Begin Source passage
I actually want to go to Portugal this year, but I don't know about the language barrier.


----------



## Kunoichi (Sep 30, 2007)

Imy said:


> I actually want to go to Portugal this year, but I don't know about the language barrier.


Then you should definitely go to albufeira - everybody there at this time of the year will be british anyway :laugh:


----------



## Imy (Jul 20, 2007)

Kunoichi said:


> Then you should definitely go to albufeira - everybody there at this time of the year will be british anyway :laugh:


Nothx. If I wanted to go to a beach full of Brits spending too much time in the sun, I'd just head over to Blackpool.

Anyone been to Algarve? I read in one of my mum's women magazines(!) that it's supposed to be awesome.


----------



## Kunoichi (Sep 30, 2007)

It's not it's eeeeverybody english, but easily most of the tourists there are foreign, so they have to speak english - restaurants, hotels etc. You will do fine.

Or you can pay me enough to the in the sun (that's a feat that won't come cheap) and I'll be your tour guide/translator. You're spoiled for choice 

The best thing of Algarve is probably the nightlife. All over portugal really, but in the summer Algarve beats it with a stick.


----------



## samurai69 (May 27, 2008)

Kunoichi said:


> It's not it's eeeeverybody english, but easily most of the tourists there are foreign, so they have to speak english - restaurants, hotels etc. You will do fine.
> 
> Or you can pay me enough to the in the sun (that's a feat that won't come cheap) and I'll be your tour guide/translator. You're spoiled for choice
> 
> The best thing of Algarve is probably the nightlife. All over portugal really, but in the summer Algarve beats it with a stick.
End Source passage
_Written instruction A_
Translate this sentence from the forum thread about traveling to Portugal into Spanish: "I actually want to go to Portugal this year, but I don't know about the language barrier."
_Written instruction B_
Rewrite the stretch of the forum thread about traveling to Portugal that opens with "Nothx. If I" and closes with "to be awesome.", changing "Blackpool" to "Brighton".
The material plays no part in this work.
Begin Listed entries
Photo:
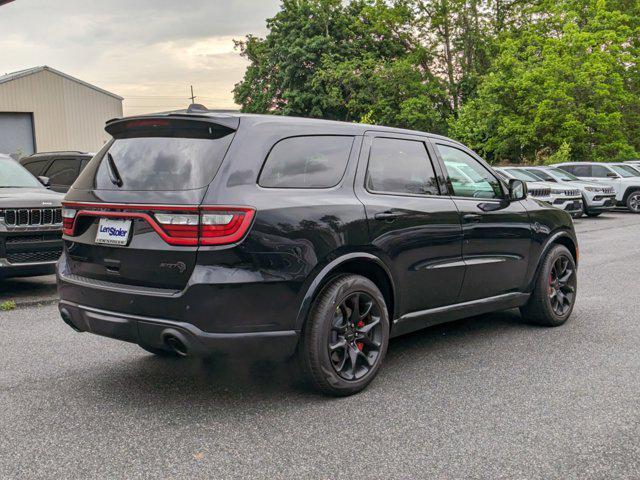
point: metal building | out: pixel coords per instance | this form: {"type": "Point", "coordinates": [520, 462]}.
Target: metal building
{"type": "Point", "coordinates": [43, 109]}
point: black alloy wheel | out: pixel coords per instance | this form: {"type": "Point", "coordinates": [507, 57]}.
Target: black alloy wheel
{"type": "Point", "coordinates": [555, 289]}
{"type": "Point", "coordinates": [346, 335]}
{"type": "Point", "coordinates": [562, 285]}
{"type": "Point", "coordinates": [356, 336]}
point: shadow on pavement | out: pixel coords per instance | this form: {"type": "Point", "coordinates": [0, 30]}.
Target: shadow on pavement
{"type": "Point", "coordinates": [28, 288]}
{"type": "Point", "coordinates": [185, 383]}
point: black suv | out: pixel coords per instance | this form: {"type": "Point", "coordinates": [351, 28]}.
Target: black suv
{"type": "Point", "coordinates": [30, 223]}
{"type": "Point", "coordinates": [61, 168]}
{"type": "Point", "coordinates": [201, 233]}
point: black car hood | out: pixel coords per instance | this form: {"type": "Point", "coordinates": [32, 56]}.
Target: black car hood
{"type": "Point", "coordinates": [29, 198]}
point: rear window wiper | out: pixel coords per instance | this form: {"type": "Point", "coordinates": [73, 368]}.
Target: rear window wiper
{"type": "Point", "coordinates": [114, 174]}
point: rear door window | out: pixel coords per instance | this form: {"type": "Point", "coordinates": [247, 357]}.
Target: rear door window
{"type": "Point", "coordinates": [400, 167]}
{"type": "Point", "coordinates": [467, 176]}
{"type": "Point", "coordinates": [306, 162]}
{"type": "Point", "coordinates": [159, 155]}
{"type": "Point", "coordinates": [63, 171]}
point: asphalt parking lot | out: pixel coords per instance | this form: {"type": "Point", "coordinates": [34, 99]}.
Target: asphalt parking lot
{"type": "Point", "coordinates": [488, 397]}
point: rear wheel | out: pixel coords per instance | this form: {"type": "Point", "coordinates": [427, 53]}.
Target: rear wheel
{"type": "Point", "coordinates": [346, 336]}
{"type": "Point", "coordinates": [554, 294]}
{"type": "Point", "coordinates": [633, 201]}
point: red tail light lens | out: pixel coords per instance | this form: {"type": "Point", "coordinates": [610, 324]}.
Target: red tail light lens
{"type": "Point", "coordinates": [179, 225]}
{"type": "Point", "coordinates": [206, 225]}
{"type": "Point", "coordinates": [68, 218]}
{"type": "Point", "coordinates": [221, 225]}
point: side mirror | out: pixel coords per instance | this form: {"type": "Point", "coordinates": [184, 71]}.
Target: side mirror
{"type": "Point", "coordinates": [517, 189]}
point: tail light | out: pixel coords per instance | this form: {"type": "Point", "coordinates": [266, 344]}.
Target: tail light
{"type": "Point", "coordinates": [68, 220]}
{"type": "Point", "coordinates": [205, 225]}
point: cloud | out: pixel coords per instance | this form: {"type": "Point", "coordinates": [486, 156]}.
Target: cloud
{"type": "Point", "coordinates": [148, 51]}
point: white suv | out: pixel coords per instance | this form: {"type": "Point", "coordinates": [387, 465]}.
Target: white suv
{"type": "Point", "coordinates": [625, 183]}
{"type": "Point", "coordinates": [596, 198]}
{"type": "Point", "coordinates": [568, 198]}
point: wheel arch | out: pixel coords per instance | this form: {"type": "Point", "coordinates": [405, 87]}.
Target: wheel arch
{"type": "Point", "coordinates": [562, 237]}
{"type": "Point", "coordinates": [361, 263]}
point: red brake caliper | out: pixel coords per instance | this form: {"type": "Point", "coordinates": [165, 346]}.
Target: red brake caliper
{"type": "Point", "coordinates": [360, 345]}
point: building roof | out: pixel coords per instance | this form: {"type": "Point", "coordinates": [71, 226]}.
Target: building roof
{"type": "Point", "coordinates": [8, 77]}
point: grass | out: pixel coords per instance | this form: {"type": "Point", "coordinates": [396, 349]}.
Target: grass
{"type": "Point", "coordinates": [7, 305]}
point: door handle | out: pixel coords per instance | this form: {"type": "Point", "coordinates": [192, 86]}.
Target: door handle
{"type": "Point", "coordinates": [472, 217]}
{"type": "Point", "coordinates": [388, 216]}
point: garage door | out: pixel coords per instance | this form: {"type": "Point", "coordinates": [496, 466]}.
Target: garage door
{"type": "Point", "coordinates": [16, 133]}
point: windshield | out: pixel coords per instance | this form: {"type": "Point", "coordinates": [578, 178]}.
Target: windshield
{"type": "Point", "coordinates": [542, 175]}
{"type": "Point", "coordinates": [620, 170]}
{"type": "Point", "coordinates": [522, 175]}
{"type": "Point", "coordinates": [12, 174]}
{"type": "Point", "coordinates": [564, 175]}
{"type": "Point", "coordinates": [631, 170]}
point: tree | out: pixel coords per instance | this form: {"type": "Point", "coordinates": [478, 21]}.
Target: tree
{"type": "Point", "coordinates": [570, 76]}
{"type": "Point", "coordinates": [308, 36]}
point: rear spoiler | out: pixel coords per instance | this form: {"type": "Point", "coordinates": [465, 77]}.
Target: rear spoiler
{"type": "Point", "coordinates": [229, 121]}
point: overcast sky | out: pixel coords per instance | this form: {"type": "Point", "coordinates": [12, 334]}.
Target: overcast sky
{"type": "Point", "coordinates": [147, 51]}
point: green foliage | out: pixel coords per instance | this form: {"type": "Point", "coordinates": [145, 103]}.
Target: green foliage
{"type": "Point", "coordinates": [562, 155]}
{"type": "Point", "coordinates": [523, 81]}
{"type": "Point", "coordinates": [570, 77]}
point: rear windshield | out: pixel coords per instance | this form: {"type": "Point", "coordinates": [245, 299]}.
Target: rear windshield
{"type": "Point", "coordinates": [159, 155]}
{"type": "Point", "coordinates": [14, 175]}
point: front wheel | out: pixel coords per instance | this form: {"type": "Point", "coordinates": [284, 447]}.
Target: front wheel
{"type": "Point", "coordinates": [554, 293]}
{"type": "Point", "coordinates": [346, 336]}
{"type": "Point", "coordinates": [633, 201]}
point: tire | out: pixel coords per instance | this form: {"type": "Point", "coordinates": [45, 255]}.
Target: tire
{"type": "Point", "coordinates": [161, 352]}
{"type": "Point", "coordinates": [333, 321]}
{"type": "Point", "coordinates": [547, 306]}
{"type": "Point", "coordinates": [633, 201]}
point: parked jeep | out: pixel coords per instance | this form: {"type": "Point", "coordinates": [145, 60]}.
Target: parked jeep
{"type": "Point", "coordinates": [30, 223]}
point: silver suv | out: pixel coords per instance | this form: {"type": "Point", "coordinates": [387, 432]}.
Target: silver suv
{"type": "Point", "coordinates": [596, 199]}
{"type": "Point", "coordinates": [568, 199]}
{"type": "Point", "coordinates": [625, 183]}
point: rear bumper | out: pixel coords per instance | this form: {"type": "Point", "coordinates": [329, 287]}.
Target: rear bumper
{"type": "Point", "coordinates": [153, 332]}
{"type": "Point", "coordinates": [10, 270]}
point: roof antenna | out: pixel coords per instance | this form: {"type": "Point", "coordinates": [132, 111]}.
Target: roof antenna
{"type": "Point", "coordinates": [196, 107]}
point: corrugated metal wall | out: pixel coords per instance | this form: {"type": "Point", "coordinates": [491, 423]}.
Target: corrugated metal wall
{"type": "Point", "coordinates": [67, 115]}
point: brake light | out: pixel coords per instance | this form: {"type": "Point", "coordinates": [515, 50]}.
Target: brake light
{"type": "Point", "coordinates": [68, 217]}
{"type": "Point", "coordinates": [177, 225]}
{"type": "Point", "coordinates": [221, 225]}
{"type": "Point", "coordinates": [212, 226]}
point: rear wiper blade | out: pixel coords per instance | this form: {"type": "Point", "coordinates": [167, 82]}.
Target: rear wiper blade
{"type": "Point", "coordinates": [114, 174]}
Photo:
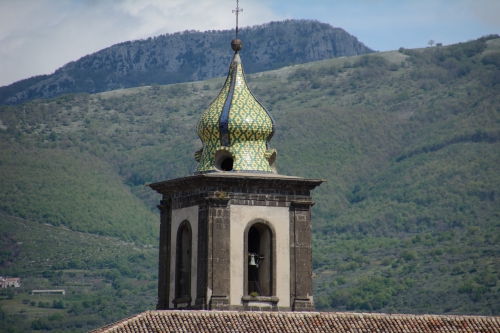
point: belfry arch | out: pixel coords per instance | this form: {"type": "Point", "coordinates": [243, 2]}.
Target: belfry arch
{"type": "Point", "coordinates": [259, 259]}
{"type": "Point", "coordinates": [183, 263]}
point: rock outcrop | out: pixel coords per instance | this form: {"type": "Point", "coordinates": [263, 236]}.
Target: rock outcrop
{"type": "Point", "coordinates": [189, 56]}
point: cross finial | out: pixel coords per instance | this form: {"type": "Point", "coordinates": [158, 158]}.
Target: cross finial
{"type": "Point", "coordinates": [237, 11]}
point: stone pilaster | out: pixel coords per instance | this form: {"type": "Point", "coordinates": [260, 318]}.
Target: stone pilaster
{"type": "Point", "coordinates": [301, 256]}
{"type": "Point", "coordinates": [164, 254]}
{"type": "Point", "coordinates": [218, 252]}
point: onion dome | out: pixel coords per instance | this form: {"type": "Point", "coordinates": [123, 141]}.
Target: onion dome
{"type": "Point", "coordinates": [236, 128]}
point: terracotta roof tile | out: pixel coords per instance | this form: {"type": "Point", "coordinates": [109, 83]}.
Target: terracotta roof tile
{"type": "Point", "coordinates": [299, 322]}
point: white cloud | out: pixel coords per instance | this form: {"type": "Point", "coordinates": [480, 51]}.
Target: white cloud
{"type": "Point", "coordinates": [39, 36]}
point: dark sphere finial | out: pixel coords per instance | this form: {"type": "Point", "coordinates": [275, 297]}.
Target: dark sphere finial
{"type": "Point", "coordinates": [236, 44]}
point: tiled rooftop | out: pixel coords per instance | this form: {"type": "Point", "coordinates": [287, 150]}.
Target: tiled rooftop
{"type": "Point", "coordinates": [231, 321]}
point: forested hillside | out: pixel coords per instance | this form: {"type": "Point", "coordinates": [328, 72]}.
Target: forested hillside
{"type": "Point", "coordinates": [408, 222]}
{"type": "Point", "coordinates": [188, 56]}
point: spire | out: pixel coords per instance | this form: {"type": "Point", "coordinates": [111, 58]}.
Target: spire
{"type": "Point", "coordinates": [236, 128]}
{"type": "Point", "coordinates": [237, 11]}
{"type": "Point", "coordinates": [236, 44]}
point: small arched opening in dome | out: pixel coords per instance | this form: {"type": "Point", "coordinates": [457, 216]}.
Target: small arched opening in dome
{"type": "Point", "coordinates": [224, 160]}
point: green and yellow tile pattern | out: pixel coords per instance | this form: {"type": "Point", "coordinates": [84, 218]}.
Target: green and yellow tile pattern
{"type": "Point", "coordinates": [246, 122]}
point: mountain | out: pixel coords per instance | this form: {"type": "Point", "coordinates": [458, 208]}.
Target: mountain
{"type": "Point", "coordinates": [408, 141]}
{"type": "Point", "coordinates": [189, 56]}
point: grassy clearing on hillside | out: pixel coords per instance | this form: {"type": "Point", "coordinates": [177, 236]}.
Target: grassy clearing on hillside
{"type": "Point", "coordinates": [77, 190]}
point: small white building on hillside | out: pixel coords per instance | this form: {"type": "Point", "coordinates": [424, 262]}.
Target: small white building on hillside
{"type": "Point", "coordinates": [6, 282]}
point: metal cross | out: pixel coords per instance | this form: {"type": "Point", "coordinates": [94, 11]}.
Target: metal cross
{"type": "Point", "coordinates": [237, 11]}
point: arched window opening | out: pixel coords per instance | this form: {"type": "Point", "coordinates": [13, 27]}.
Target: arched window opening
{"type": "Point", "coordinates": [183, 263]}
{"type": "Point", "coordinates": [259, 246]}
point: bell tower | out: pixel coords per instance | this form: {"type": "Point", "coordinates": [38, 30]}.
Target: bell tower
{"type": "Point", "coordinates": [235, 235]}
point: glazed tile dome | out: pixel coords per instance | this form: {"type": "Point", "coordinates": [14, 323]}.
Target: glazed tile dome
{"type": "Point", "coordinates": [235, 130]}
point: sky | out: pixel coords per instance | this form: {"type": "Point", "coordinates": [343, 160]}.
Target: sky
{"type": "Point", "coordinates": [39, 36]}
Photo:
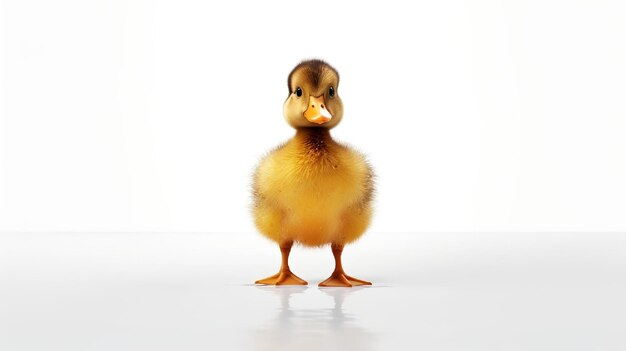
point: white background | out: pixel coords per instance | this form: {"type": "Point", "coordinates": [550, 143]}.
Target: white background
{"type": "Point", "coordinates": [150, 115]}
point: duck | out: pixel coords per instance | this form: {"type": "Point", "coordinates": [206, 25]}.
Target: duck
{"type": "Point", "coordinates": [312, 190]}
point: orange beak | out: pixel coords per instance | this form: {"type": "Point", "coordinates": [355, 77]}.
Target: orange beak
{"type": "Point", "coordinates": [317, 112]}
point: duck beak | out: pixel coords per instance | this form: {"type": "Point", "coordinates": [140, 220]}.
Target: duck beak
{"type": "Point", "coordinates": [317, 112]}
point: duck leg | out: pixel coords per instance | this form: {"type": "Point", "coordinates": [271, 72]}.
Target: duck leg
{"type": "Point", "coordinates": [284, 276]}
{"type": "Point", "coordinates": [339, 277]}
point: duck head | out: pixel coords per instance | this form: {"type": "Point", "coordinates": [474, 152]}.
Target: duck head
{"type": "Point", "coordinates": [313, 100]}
End Listed entries
_Final result A_
En realidad quiero ir a Portugal este año, pero tengo dudas sobre la barrera del idioma.

_Final result B_
Nothx. If I wanted to go to a beach full of Brits spending too much time in the sun, I'd just head over to Brighton.

Anyone been to Algarve? I read in one of my mum's women magazines(!) that it's supposed to be awesome.